▶ _EXTRACT TO READ_:
• • •

Sometimes I see old diaries and journals listed for sale in catalogs and on the internet. "Never written in!" the seller proclaims. "Unused! Pages clean!"
Where's the fun in that?
I'd much rather find a diary filled with entries -- and take a peek into someone's past.
Such volumes can be found -- on eBay, at used booksales, in dusty corners of old bookstores. The content is rarely scintillating. In fact, it's usually humdrum. But even at their most prosaic and plodding, such journals are fascinating for the insights they give us into an earlier era and the everyday life of a total stranger.
I just came across this palm-sized BOY SCOUT DIARY 1925:
It was kept by a twelve-year-old boy from Detroit named Edwin Wuerfel. Like so many of us, Edwin started the year with a bang, penciling-in entries from Thursday, January 1, 1925 all the way till Sunday, January 25. Then there are nothing but blank pages for months and months. That's the fate of many, even most, diaries. But unlike the rest of us, Edwin actually returned to his diary in December, making an entry every day from Saturday, December 5 to New Year's Eve.
I'm fascinated by the slightly archaic writing style: "I was to school and hauled paper" (January 5), "I was to patrol meding" (December 7.) As you might guess from the word "meding," there are no entries in which Edwin talks about winning a spelling bee. His spelling is pretty atrocious. "Choir" is spelled "chiar"; "special" is "spesled."
Edwin appears to be an industrious kid, hauling papers and helping out at his father's bakery (earning either fifty cents or a dollar each time he assists.) The motto "DO A GOOD TURN DAILY" is printed at the bottom of each page, and we get at least one example of Edwin doing a good turn; one day in January he "took a man to night school." He attends a missionary meeting and, midway through December "I went to put $1.00 in the bank." Two days later: "I went to pass my Thrift." (Is that Boy Scout badge for thriftiness?) He also talks about seeing a show nearly every Friday or Saturday (including a 1924 movie called POISON) at a theatre called something like "Kaledsommes" (darn, why couldn't this kid spell better? I'd like to track down this theatre and find out if the building is still standing on some boarded-up downtown street.)
There's only one mention of Edwin's mother (January 7: "I was to school and hauled paper and give my mama a sleigh ride") and one mention of his father (December 17: I work in the bakery to help da.") There are no references to siblings and he's rather vague about friendships (January 2: "Whint to YMCA with a boy." December 29: "I went out to some boy home.")

• • •

Dataset items:
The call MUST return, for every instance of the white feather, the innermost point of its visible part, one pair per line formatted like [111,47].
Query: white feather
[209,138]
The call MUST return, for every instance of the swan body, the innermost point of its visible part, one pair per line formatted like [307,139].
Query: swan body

• • •

▶ _TASK INSTRUCTIONS_:
• A. According to the essay on the 1925 Boy Scout diary, what motto is printed at the bottom of each page of the diary?
• B. Output the passage of the essay on the 1925 Boy Scout diary between "Edwin appears to" and "boarded-up downtown street.)", inclusive.
• C. Go on with the essay on the 1925 Boy Scout diary from the point where it ends.
These records were drawn from a separate source and are unrelated to the text.

▶ _RESPONSES IN ORDER_:
• A. "DO A GOOD TURN DAILY"

• B.
Edwin appears to be an industrious kid, hauling papers and helping out at his father's bakery (earning either fifty cents or a dollar each time he assists.) The motto "DO A GOOD TURN DAILY" is printed at the bottom of each page, and we get at least one example of Edwin doing a good turn; one day in January he "took a man to night school." He attends a missionary meeting and, midway through December "I went to put $1.00 in the bank." Two days later: "I went to pass my Thrift." (Is that Boy Scout badge for thriftiness?) He also talks about seeing a show nearly every Friday or Saturday (including a 1924 movie called POISON) at a theatre called something like "Kaledsommes" (darn, why couldn't this kid spell better? I'd like to track down this theatre and find out if the building is still standing on some boarded-up downtown street.)

• C.
I'm intrigued by the fact that he notes December 24 with "It was Christmas Eave" yet only memorializes Christmas day with these five words: "I had a good dinner."
The very last entry for the year, December 31, says: "Takling about slaride." (It actually seems his spelling got worse as the year went on. He spelled "sleigh ride" correctly back on January 7!)
In addition to the diary pages, the book also includes lots of information on merit badges, "signaling by two-arm semaphore," bandaging techniques, camping hints, and even songs from the Boy Scout Songbook, which include "America the Beautiful," "Hail! Hail! The Gang's All Here!," "Aloha Oe," and "My Old Kentucky Home."
I also like this ad for Boy's Life Magazine on the back cover:
I was curious if Noel Wical, the boy from Ohio quoted in the ad, really existed. So I looked him up and discovered that this kid who was already writing letters to magazines at age thirteen grew up to have a long and distinguished career in journalism.
But what about Edwin Wuerfel? One of the songs in the back of the BOY SCOUT DIARY contains the lines:
Some day I will be old, boys, my hair'll be falling out,
My joints will all be squeaking with the rheumatiz and gout
I don't know if Edwin suffered those maladies, but an internet search reveals that he grew up to marry a woman named Ann and died at a good old age in 1997 in the city of Roscommon, which is about three-quarters of the way up the Michigan mitten. How did he get there? How did he spend his life? His BOY SCOUT DIARY leaves me with more questions that answers.
For example, the last page of the diary section is labeled "MEMORANDA" and the only thing he wrote beneath that was: "Feb. 7, 1925 I saw 'the feval.'" What's 'the feval'? A movie? A ship on the Detroit River? A famous person? Why did he memorialize the event on this page? We'll never know.
Then there's the next page, which contains blank address listings:
All the addresses remain blank, but if you hold the book to the light you will see the name "Richard" was written and then erased from the top line. Who was Richard? Why did he get erased?
So many questions, so many blank pages and empty entries.
And now, eighty-three years later, we can only use our imaginations to fill in the blanks.